- [EXTRACT PROVIDED]:
■ ■ ■ ■ ■ ■ ■
At ~10:00 Pacific today, while I was BS’ing with 2 of the DBA’s at my company from how much the DBE’s irritate us to what is wrong with our storage infrastructure, the pager went off [CLOISTER BELL]. The page indicated one of our DS/DW virtual SQL 2008 instance was offline. I ran over and got onto the Windows 2008 failover cluster tool and viewed the status of the cluster. I saw that SQL Server application was offline. Then I noticed the transaction log volume was offline/RED/non-existant. We immediately contacted our SOC and had them page out the Storage, Windows and Service Management teams.
While I waited for a bridge to be created I tried to bring the transaction log volume online. That didn’t work. It looked like the storage was not there. Now it is 10AM and no one should be doing anything at 10AM, RIGHT?!?!?! The bridge was started, a priority 2 incident was created and storage got on the call. The person in question, whose name will be kept secret because I might start cursing, identified he was cleaning up retired SVSP storage which we removed yesterday he accidentally removed the wrong volume. This got my blood boiling and so I asked “When is it coming back?” This person said it was GONE gone, as it removed/data destroyed. Holy Crap! So he as in the process of creating a new logs volume.
Now thankfully the master/model/msdb log files were not on this volume when SQL 2008 was installed. Also the logs volume was a dependency of SQL so when it was gone, SQL crashed and alerted us. We could bring up SQL just fine but all the user databases were in SUSPECT mode. The funny thing is that when you go through SSMS it didn’t actually say the word SUSPECT but rather showed the name of the database with no other icons next to it. What to do next. Well there is your check list:
- When was your last FULL & DIFF backups?
■ ■ ■ ■ ■ ■ ■
- [PROVIDED DATA]:
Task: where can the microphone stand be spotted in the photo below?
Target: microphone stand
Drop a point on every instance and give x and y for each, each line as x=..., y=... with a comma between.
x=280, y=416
■ ■ ■ ■ ■ ■ ■
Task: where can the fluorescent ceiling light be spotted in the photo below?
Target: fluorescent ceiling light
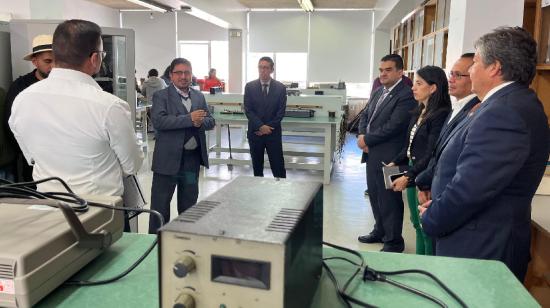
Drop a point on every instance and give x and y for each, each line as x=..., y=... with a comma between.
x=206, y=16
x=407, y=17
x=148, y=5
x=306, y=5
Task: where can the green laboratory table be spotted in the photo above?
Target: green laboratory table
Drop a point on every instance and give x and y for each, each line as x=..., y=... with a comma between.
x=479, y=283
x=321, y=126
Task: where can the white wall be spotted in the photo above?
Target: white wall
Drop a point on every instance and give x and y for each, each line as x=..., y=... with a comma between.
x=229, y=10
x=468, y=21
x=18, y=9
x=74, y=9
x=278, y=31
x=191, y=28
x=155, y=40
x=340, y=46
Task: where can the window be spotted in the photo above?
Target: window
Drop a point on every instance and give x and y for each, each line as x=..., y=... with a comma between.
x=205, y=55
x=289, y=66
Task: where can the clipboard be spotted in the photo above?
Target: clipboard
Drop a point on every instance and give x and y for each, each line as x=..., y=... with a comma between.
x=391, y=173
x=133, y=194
■ ■ ■ ■ ■ ■ ■
- [REQUIREMENT 1]:
In the account of the SQL Server outage, what was the storage person cleaning up when he removed the wrong volume?
- [REQUIREMENT 2]:
Copy word for word the part of the entries that opens with the line containing "Task: where can the green" and closes with the line containing "x=321, y=126".

- [WRITTEN REPLY 1]:
Retired SVSP storage

- [WRITTEN REPLY 2]:
Task: where can the green laboratory table be spotted in the photo above?
Target: green laboratory table
Drop a point on every instance and give x and y for each, each line as x=..., y=... with a comma between.
x=479, y=283
x=321, y=126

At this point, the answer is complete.